Feeling very low. Just went away for Easter weekend. Originally, I'd planned an attempt when booking the cottage. I wouldn't have done the attempt at the cottage; it would have been at a remote area on the way home. I thought it'd be nice to have a final weekend where I read my favourite books, watch my favourite tv show and eat my favourite foods etc. I couldn't bring myself to do any of them :( I just felt so anxious and scared all the time. I just spent most of the time lying down in bed and thinking. What a waste of a holiday. A small part of me thinks maybe things could get better, so maybe I'm not ready? But it's been this way for a while now. Perhaps I just need to go for it?
Holidays are meant to be fun right? I just felt so alone. Kept trying to pretend I had someone there with me, so pathetic. It's been so long since I've had a relationship. I don't think anyone will ever want me. Two days before my holiday my therapist contacted my GP on my behalf as she said she was concerned about me. I'm disappointed as I thought she was different. In the end I think they are all the same. They escalate under the guise of care but really, they are just wanting to protect themselves in case something happens. Which is fair enough, I guess. It just makes it so hard to be open with somebody.
I really like her and think about her all the time. I feel like I've disappointed her now. I'm not sure if she wants to see me again and I'm not sure if I want to see her. I'd hoped she might have contacted me after the GP visit to see how I am, but it's been radio silence.

Exercises to complete:
(a) In the post about the Easter weekend, who contacted the writer's GP two days before the holiday?
(b) Reproduce the passage of the Easter weekend post that begins with "Holidays are meant" and ends with "been radio silence.", replacing "GP" with "doctor" throughout.
(c) Continue the Easter weekend post, starting right after its final sentence.

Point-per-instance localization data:
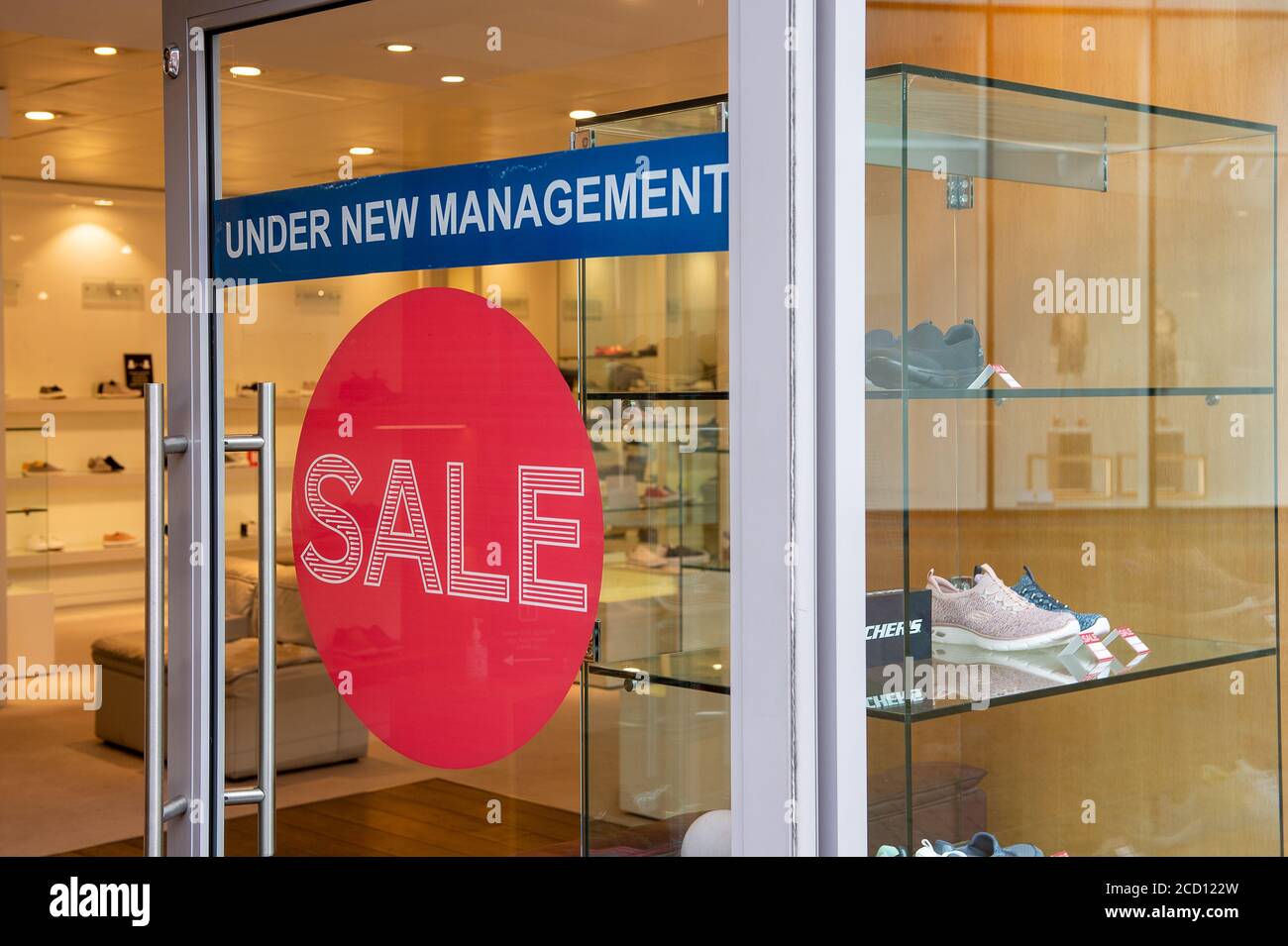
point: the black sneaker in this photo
(935, 360)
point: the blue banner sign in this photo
(669, 196)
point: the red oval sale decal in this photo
(447, 528)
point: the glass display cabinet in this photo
(649, 358)
(1070, 398)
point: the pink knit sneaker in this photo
(992, 615)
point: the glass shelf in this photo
(704, 670)
(1010, 132)
(1041, 674)
(1039, 392)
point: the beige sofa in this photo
(314, 726)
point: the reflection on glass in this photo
(1070, 441)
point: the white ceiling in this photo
(329, 84)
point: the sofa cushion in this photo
(125, 653)
(241, 578)
(292, 627)
(243, 657)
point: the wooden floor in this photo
(424, 819)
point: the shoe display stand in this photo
(651, 336)
(56, 520)
(1119, 261)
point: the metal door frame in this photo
(798, 738)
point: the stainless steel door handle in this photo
(265, 794)
(156, 812)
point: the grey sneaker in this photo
(992, 615)
(948, 360)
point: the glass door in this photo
(385, 86)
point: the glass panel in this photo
(653, 326)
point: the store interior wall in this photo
(1228, 59)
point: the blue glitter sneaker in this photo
(1030, 591)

Exercise results:
(a) The writer's therapist contacted the GP.

(b)
Holidays are meant to be fun right? I just felt so alone. Kept trying to pretend I had someone there with me, so pathetic. It's been so long since I've had a relationship. I don't think anyone will ever want me. Two days before my holiday my therapist contacted my doctor on my behalf as she said she was concerned about me. I'm disappointed as I thought she was different. In the end I think they are all the same. They escalate under the guise of care but really, they are just wanting to protect themselves in case something happens. Which is fair enough, I guess. It just makes it so hard to be open with somebody.
I really like her and think about her all the time. I feel like I've disappointed her now. I'm not sure if she wants to see me again and I'm not sure if I want to see her. I'd hoped she might have contacted me after the doctor visit to see how I am, but it's been radio silence.

(c)
The GP visit was an hour meeting with a mental health nurse. She was nice and easy to talk to but kept pushing me to get involved with the crisis team. I refused due to two poor experiences with them in the past. She strongly recommended me to not go on my holiday. I hadn't told her or my therapist what I had planned but I'm guessing they figured it out as my therapist told her that going away is very out of character for me.
Although I'm back home now and feel like a worthless failure again. Just think, I could have taken my life this morning and I wouldn't be here, feeling like this. Just a constant stream of regret. I wish I didn't have doubts.
I went for a long walk tonight, to where I plan to make my attempt if I get the courage to go through with it. I just sat there contemplating for a while. I can leave at any time. Part of me thinks, what's the rush? See how things play out. But part of me just wants to end it. There are too many things wrong with me. I've got to see the mental health nurse again tomorrow, will see how that plays out I think.
That was a lot of text, sorry everyone, I don't have anybody to talk to. It's been a while since I've posted on this thread. Thank you for reading if you made it this far.